Aufgabenstellung:
A. Beantworten Sie anhand des Urteilsauszugs:
(i) Welcher Bundesrichter führte den Vorsitz als Präsident?
(ii) Von welchem Datum stammt die Ausschreibung des Vergabeverfahrens?
(iii) Für welche Dauer galt der ausgeschriebene Auftrag?
B. Stimmen diese Aussagen mit dem Urteilsauszug überein? Antworten Sie jeweils mit Ja oder Nein und zitieren Sie die entscheidenden Worte.
(i) Die Beschwerdeführerin wird von Rechtsanwalt Rolf Weber vertreten.
(ii) In der Kehrichtverbrennungsanlage werden pro Jahr rund 60'000 Tonnen Abfall verbrannt.
(iii) Auf die Flugasche entfallen 300 Tonnen der Rauchgasreinigungsrückstände.
C. Schreiben Sie aus dem Urteilsauszug alles von „Der Zweckverband für“ bis hinunter zu „der Kehrichtverbrennungsanlage Y.________.“ unverändert ab.

Urteil vom 9. Februar 2005
II. Öffentlichrechtliche Abteilung

Bundesrichter Merkli, Präsident,
Bundesrichter Hungerbühler, Müller,
Gerichtsschreiber Klopfenstein.

X. ________AG,
Beschwerdeführerin, vertreten durch Rechtsanwalt
Dr. Fritz Frey,

gegen

Zweckverband für Abfallverwertung im Bezirk Y.________, Beschwerdegegner,
vertreten durch Rechtsanwalt Rolf Weber, Stünzi & Weber,
Verwaltungsgericht des Kantons Zürich, 1. Abteilung, 1. Kammer, Postfach
1226, 8021 Zürich,
Z.________AG.

Art. 9, 29, 49 Abs. 1 BV (Submission),

Beschwerde gegen den Entscheid des Verwaltungsgerichts des Kantons Zürich vom
10. September 2004.

Sachverhalt:

A.
Der Zweckverband für Abfallverwertung im Bezirk Y.________ eröffnete mit
Ausschreibung vom 28. November 2003 ein Vergabeverfahren für die Entsorgung
von Rauchgasreinigungsrückständen der Kehrichtverbrennungsanlage Y.________.
Gemäss den abgegebenen Ausschreibungsunterlagen werden in dieser
Kehrichtverbrennungsanlage pro Jahr rund 60'000 Tonnen Abfall verbrannt. Aus
dem Verbrennungs- und Rauchgasreinigungsprozess fallen im selben Zeitraum ca.
1'800 Tonnen Rauchgasreinigungsrückstände zur Entsorgung an. Diese teilen
sich in 1'500 Tonnen Flugasche und 300 Tonnen Rückstände aus der
Abwasserbehandlung (Schlamm) auf.

Der ausgeschriebene Auftrag umfasste sowohl den Abtransport der Flugasche
bzw. des Schlamms als auch die "Behandlung und/oder Deponierung" der
betreffenden Rauchgasreinigungsrückstände; dies für die Dauer von zwei
Jahren.

Verfügbare Daten:
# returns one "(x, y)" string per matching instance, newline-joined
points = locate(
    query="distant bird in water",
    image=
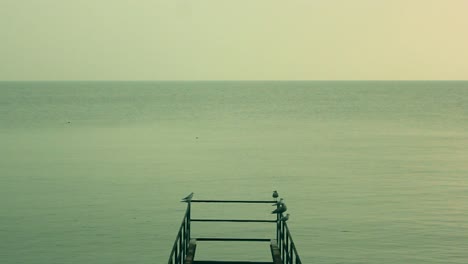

Lösungen:
A.
(i) Bundesrichter Merkli
(ii) 28. November 2003
(iii) zwei Jahre

B.
(i) Nein: „Beschwerdeführerin, vertreten durch Rechtsanwalt Dr. Fritz Frey“
(ii) Ja: „pro Jahr rund 60'000 Tonnen Abfall verbrannt“
(iii) Nein: „1'500 Tonnen Flugasche und 300 Tonnen Rückstände aus der Abwasserbehandlung (Schlamm)“

C.
Der Zweckverband für Abfallverwertung im Bezirk Y.________ eröffnete mit
Ausschreibung vom 28. November 2003 ein Vergabeverfahren für die Entsorgung
von Rauchgasreinigungsrückständen der Kehrichtverbrennungsanlage Y.________.